Render the listing below as a two-column CSV with the columns "instruction" and "bounding_box". Use only the lines from the one containing "Labeling job #4072 — target category: cloud." up to and including the one containing "[0,0,1270,241]". Give one row per instruction, with its text and its answer each in a single quoted field and line breaks replaced by spaces.
>> START Supplied records
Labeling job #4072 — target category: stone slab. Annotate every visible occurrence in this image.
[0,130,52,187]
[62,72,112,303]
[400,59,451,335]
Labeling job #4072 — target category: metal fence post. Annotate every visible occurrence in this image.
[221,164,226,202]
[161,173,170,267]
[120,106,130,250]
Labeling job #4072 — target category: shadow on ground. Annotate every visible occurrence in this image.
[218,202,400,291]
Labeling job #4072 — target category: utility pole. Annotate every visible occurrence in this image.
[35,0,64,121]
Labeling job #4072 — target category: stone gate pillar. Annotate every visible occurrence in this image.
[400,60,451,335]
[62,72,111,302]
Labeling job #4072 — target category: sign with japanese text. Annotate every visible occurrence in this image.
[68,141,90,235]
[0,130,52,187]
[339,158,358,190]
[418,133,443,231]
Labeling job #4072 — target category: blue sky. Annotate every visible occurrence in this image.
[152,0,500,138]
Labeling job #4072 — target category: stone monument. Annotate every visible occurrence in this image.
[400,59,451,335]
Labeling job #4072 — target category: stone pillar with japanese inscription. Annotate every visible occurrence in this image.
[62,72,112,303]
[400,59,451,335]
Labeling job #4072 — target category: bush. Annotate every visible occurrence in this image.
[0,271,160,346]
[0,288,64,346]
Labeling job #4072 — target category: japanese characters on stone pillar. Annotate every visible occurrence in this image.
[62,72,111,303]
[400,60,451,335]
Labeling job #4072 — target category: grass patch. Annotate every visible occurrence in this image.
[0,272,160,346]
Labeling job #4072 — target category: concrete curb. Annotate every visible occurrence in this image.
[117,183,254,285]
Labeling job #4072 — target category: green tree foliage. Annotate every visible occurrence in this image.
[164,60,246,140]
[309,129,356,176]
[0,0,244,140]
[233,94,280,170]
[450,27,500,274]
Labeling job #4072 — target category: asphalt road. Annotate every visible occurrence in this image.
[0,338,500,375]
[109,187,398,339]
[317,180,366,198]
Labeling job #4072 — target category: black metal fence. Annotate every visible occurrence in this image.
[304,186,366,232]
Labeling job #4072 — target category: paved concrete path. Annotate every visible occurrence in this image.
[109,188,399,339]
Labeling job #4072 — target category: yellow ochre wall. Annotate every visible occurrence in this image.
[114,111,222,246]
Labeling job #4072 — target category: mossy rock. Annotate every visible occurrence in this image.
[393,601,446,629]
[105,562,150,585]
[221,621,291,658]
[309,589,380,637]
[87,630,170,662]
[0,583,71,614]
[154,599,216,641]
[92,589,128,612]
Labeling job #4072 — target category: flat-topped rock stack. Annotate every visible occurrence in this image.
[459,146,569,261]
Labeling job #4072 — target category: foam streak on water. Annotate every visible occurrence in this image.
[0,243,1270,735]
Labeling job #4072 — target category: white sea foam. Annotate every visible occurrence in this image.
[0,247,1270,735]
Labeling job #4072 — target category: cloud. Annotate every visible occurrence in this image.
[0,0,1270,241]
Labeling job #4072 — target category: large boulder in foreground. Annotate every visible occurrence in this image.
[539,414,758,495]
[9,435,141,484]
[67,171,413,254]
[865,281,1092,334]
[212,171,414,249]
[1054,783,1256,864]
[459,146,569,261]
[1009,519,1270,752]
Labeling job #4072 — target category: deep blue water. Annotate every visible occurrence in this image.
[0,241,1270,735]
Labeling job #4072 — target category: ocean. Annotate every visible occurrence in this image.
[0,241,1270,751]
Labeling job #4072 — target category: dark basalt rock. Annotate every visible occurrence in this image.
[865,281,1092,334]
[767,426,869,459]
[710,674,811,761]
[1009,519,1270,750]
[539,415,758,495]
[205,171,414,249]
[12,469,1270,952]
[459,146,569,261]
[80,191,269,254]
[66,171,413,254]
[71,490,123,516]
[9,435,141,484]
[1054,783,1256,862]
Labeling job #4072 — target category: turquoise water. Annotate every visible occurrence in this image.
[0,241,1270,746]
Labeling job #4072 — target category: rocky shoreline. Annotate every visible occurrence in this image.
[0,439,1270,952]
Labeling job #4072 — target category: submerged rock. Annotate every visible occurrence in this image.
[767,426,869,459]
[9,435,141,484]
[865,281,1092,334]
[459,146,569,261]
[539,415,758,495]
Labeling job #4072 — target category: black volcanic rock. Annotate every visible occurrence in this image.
>> END Supplied records
Exercise result:
instruction,bounding_box
"Labeling job #4072 — target category: cloud. Annotate every visible occurrence in this image.","[0,0,1270,241]"